● Activity: Nothing goes in the answer except the line that contains "<point>26,56</point>" and the lines after it to the end of the material below, unchanged.

● Data for processing:
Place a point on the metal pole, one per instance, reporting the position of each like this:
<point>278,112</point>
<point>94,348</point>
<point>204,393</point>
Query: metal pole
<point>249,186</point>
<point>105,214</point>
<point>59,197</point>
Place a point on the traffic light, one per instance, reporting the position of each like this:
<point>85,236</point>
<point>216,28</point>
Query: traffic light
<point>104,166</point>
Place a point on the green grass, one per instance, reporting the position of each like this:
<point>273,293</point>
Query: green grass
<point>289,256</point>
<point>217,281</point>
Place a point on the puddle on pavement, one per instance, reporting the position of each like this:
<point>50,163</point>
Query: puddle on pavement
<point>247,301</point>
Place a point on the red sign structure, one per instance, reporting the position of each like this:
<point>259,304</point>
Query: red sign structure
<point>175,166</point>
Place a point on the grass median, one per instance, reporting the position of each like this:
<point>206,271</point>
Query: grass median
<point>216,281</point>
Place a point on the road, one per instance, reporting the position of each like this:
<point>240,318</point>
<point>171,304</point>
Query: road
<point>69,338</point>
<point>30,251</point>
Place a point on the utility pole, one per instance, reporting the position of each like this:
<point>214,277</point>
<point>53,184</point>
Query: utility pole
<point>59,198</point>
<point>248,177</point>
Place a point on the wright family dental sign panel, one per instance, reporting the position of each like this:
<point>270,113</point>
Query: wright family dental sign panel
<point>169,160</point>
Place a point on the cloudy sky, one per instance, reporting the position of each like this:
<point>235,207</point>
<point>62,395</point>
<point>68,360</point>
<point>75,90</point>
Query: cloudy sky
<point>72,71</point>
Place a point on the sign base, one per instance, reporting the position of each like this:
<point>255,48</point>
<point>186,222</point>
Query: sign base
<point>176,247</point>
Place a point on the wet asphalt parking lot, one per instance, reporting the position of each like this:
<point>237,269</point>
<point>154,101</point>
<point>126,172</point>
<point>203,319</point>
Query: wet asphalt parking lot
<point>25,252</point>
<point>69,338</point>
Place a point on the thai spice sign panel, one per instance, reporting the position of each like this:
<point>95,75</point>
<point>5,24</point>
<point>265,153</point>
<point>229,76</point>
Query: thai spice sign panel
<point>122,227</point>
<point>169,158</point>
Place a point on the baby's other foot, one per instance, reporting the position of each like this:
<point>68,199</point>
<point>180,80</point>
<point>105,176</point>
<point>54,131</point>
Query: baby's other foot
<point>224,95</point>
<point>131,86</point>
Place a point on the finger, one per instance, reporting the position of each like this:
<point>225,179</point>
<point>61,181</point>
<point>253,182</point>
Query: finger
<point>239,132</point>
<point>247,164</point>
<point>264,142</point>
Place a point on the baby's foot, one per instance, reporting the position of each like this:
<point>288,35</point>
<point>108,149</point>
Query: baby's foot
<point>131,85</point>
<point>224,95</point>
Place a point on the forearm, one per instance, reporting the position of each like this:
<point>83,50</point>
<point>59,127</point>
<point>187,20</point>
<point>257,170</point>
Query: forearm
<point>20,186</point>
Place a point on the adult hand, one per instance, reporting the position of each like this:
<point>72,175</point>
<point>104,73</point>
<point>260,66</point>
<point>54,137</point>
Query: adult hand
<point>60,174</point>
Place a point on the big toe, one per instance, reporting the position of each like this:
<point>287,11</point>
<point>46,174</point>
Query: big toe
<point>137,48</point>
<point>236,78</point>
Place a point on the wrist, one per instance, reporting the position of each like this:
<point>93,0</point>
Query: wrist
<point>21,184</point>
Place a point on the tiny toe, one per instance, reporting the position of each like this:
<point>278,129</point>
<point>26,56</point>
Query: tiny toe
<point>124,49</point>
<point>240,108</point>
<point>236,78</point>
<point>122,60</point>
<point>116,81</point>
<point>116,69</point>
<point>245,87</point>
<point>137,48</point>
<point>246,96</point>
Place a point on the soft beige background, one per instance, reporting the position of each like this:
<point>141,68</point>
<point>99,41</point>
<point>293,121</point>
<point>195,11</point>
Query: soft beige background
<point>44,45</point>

● Exercise result:
<point>26,56</point>
Query: tiny toe
<point>124,49</point>
<point>240,108</point>
<point>236,78</point>
<point>122,60</point>
<point>116,81</point>
<point>116,69</point>
<point>245,87</point>
<point>137,48</point>
<point>246,96</point>
Place a point on the soft beige background, one per instance, reporting the position of each like this:
<point>141,68</point>
<point>99,41</point>
<point>293,121</point>
<point>195,11</point>
Query: soft beige background
<point>44,45</point>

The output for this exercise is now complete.